- [SHORT PROBLEM] Convert every line of the data below into a numbered list, omitting blank lines and the pictures.

- [INPUT MATERIAL]
★ ★ ★

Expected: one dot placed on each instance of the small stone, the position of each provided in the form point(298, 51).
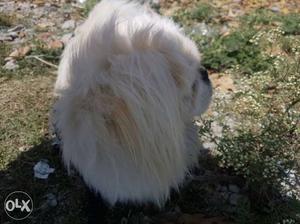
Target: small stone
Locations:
point(21, 52)
point(4, 37)
point(44, 25)
point(11, 65)
point(233, 188)
point(16, 28)
point(69, 24)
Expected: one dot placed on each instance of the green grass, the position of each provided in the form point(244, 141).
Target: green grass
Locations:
point(6, 20)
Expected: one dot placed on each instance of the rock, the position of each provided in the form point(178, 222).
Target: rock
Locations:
point(16, 28)
point(234, 198)
point(222, 82)
point(233, 188)
point(69, 24)
point(5, 37)
point(11, 65)
point(45, 24)
point(216, 129)
point(20, 53)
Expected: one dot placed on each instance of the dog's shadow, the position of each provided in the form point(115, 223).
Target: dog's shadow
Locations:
point(67, 192)
point(64, 198)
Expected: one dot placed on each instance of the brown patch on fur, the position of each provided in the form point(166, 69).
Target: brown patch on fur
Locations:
point(120, 122)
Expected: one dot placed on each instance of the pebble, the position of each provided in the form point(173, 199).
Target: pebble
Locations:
point(69, 24)
point(16, 28)
point(11, 65)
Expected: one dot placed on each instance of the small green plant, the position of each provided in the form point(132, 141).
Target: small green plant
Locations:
point(291, 24)
point(5, 20)
point(236, 49)
point(203, 12)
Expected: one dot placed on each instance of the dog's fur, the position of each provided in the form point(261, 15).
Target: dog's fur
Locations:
point(127, 90)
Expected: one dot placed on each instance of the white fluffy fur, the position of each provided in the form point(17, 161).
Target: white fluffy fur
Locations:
point(125, 103)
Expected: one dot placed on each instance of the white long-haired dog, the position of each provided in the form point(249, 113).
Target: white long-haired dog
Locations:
point(128, 86)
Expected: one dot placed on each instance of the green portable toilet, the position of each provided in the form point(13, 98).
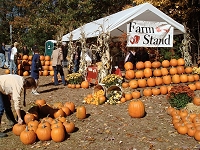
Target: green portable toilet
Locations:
point(50, 45)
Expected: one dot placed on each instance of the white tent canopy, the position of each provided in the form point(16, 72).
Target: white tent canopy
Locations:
point(116, 23)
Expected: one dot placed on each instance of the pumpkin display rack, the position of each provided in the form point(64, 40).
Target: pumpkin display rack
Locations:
point(154, 78)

★ ★ ★

- [WRITTEN ANSWER]
1. Expected: one dot placed on each instance of the small stone, the position of each provided in the form point(298, 51).
2. Target: small stone
3. Locations:
4. point(21, 52)
5. point(4, 37)
6. point(44, 25)
7. point(11, 65)
8. point(233, 188)
9. point(16, 28)
10. point(69, 24)
11. Expected: one dot placed on each instance of the green grass, the position of each provided in the form point(244, 141).
12. Target: green grass
13. Locations:
14. point(6, 20)
15. Expected: one dot placed on each instance of the rock, the position of each provided in the form point(178, 222).
16. Target: rock
17. Locations:
18. point(16, 28)
19. point(234, 198)
20. point(222, 82)
21. point(233, 188)
22. point(69, 24)
23. point(5, 37)
24. point(11, 65)
25. point(45, 24)
26. point(216, 129)
27. point(20, 53)
28. Expected: one dot placed on each instance of the dog's shadow, the position of each provided in the form point(115, 223).
29. Target: dog's shadow
30. Locations:
31. point(67, 192)
32. point(64, 198)
33. Expected: one dot placed on each instance of the brown patch on fur, the position of each provided in the form point(166, 69).
34. Target: brown patch on fur
35. Locations:
36. point(120, 122)
37. Expected: one dot placed on each instance of the pebble, the position of each provided in the form point(173, 199).
38. Target: pebble
39. Locations:
40. point(69, 24)
41. point(16, 28)
42. point(11, 65)
43. Expected: one dot placed on each instance of the small green plant, the position of each provided in the form point(132, 141).
44. Target: small green plant
45. Locations:
46. point(291, 24)
47. point(5, 20)
48. point(236, 49)
49. point(203, 12)
50. Expected: one dot placed on each instance of the dog's fur, the position of each provided in the form point(261, 15).
51. Target: dog's fur
52. Locations:
53. point(127, 90)
54. Expected: one dot placed on each instance of the white fluffy fur, the position of each provided in the form point(17, 161).
55. Target: white fluffy fur
56. Locations:
57. point(125, 103)
58. Expected: one dot placed on each instance of the white long-haired dog, the position of each provided in the form point(249, 113).
59. Target: white long-haired dog
60. Locations:
61. point(128, 86)
62. Expected: one dot placed on each instance of the green portable toilet, the position of each provided in the form point(13, 98).
63. Target: green portable toilet
64. Locations:
65. point(50, 45)
66. Expected: one dot placed on each instance of the white tent canopy, the position of each provided in the form point(16, 72).
67. Target: white tent canopy
68. Locations:
69. point(116, 23)
70. Expected: one dot placed on each instance of the pumpkin display rack, the position of each provided in the form point(64, 40).
71. Target: pumpkin display rack
72. Locations:
73. point(154, 78)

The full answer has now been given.